▶ **CONSIGNE 1**
Répondez aux questions suivantes à partir de l'entretien sur PSG-Bayern :
(a) Pour quelles radios Patrick Juillard est-il consultant football ?
(b) Sur quel côté Zaïre-Emery a-t-il été placé ?
(c) Quel joueur a marqué le but sur lequel Donnarumma a commis une erreur ?

▶ **EXTRAIT À LIRE**
┏━━

ON REFAIT PSG-BAYERN AVEC LE CONSULTANT PATRICK JUILLARD

Consultant football pour les radios Europe 1 et RFI, Patrick Juillard a accepté de revenir pour nous sur le PSG-Bayern de mardi soir et de nous partager sa lecture de la crise de résultats que traverse l’équipe parisienne. Un entretien fleuve à déguster sans modération.

Qu’avez-vous pensé du retour au 4-4-2 à plat ?

Que Galtier revienne à son schéma favori, pour se rassurer, ne m’a pas étonné du tout. J’ai été beaucoup plus surpris par le positionnement de certains joueurs. Je n’ai pas compris qu’un jeune talent comme Zaïre-Emery soit sacrifié sur le côté droit, alors qu’il a le profil d’un milieu box to box. Quant à Soler à gauche, ce n’a pas été ça non plus. Pour avoir un 4-4-2 un peu plus ambitieux, j’aurais plutôt opté pour un Nuno Mendes placé un cran plus haut et déchargé des tâches défensives avec un Bernat derrière lui. Le Portugais a non seulement été bridé offensivement mais également très exposé défensivement.

En terme de collectif, ce n’était pas un naufrage en première période. Il est évident que de jouer bloc bas avec deux lignes de quatre resserrées apportait une certaine sécurité à l’équipe, notamment pour un Sergio Ramos plutôt à son aise. Mais je trouve décevant pour le PSG de proposer si peu dans le jeu dans un match de cette importance et à domicile qui plus est. Cela souligne encore une fois l’énorme Mbappé-dépendance de cette équipe. Quand il est absent, il ne reste pas grand chose. Le PSG n’a pas affronté un grand Bayern. C’est peut-être une bonne année pour les rencontrer en Ligue des Champions. Alors oui, le PSG est encore en vie, être mené d’un but n’est pas irrémédiable, mais il n’y a pas lieu de se satisfaire de cela. Compte tenu des ambitions du club, c’est quand même décevant.

Vous avez-fait un tweet ironique pendant le match sur Gianluigi Donnarumma, suite à son erreur sur le but marqué par Kingsley Coman. Pouvez-vous préciser votre pensée ?

Je n’ai jamais cru à la théorie selon laquelle Donnarumma pourrait montrer enfin sa vraie valeur quand il ne sentirait plus le souffle de Navas. Pour moi, il n’atteindra jamais le niveau du Costaricain. Oui il prend de la place dans les buts, oui il est très bon sur sa ligne et capable de réflexes fantastiques, mais il ressemble à mes yeux à un gardien de dernier recours. Quand il est abandonné par sa défense, il est capable de sauver son équipe. Autrement, j’ai l’impression qu’il n’est pas en connexion avec ses défenseurs, qu’il a du mal à les commander à la manière des plus grands gardiens. Et puis il y a ses erreurs individuelles. Face au Bayern, il ne peut pas se permettre cette grosse faute de main sur une frappe loin d’être imparable. Il s’est déchiré et c’était violent. Jamais Navas n’aurait pris ce but.

┗━━

▶ **DONNÉES ENREGISTRÉES**

┏━━

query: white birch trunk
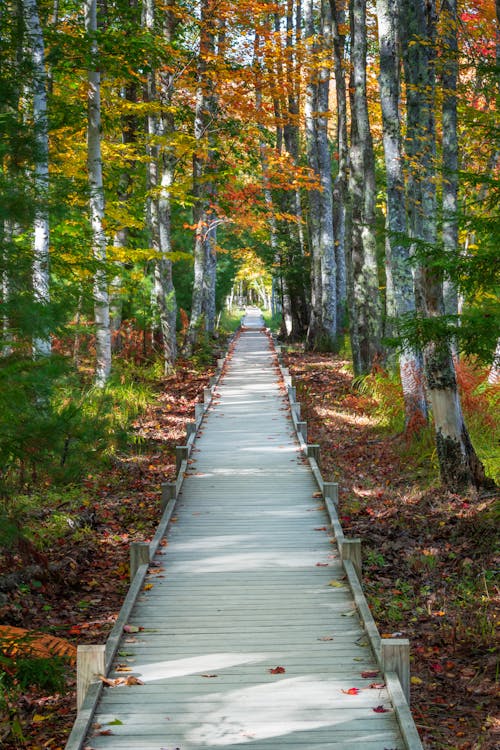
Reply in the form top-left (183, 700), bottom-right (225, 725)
top-left (402, 0), bottom-right (487, 492)
top-left (84, 0), bottom-right (111, 388)
top-left (330, 0), bottom-right (349, 333)
top-left (349, 0), bottom-right (382, 374)
top-left (440, 0), bottom-right (459, 315)
top-left (377, 0), bottom-right (427, 429)
top-left (23, 0), bottom-right (52, 357)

┗━━

▶ **CONSIGNE 2**
Réécrivez les enregistrements ci-dessus en substituant « paper birch » à « white birch », sans modifier quoi que ce soit d'autre, et omettez les images.

▶ **RÉPONSE 1**
(a) Europe 1 et RFI.
(b) Le côté droit.
(c) Kingsley Coman.

▶ **RÉPONSE 2**
query: paper birch trunk
Reply in the form top-left (183, 700), bottom-right (225, 725)
top-left (402, 0), bottom-right (487, 492)
top-left (84, 0), bottom-right (111, 388)
top-left (330, 0), bottom-right (349, 333)
top-left (349, 0), bottom-right (382, 374)
top-left (440, 0), bottom-right (459, 315)
top-left (377, 0), bottom-right (427, 429)
top-left (23, 0), bottom-right (52, 357)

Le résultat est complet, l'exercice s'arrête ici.